[Start]

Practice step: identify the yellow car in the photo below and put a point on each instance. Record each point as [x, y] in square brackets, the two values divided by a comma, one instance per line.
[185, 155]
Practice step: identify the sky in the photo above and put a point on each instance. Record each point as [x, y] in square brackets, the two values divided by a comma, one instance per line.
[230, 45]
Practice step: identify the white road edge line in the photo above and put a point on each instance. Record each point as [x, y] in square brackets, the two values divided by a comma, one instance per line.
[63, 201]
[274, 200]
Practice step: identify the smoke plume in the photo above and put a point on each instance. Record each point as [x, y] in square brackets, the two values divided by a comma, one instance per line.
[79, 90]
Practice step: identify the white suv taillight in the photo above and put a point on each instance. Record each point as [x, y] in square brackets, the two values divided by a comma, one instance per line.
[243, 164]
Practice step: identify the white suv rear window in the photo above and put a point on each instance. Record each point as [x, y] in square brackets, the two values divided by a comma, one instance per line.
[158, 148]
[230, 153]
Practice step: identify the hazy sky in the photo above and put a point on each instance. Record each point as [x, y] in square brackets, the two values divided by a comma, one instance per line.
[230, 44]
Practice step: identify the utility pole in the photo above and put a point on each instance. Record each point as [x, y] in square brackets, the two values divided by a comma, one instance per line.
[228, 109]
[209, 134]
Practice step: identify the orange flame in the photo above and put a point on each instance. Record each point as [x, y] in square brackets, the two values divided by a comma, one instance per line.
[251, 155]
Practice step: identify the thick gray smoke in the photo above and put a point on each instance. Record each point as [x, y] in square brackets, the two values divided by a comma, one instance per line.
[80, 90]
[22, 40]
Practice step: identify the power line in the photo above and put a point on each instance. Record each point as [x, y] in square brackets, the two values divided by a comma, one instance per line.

[End]

*What you will do:* Swap "thick gray smoke" for "dense gray smoke" in the lines from the one containing "Practice step: identify the thick" through the end of the records, inclusive, and write out only those lines with everything else unchanged.

*Response below:*
Practice step: identify the dense gray smoke in the photo above and put a point on each instance. Record each point as [x, y] in square brackets, the two values divided by a comma, one instance per line.
[80, 90]
[22, 40]
Practice step: identify the power line in the photo above and put a point on each instance. Record each point as [x, y] in square brackets, the two values divided by a comma, one instance per line.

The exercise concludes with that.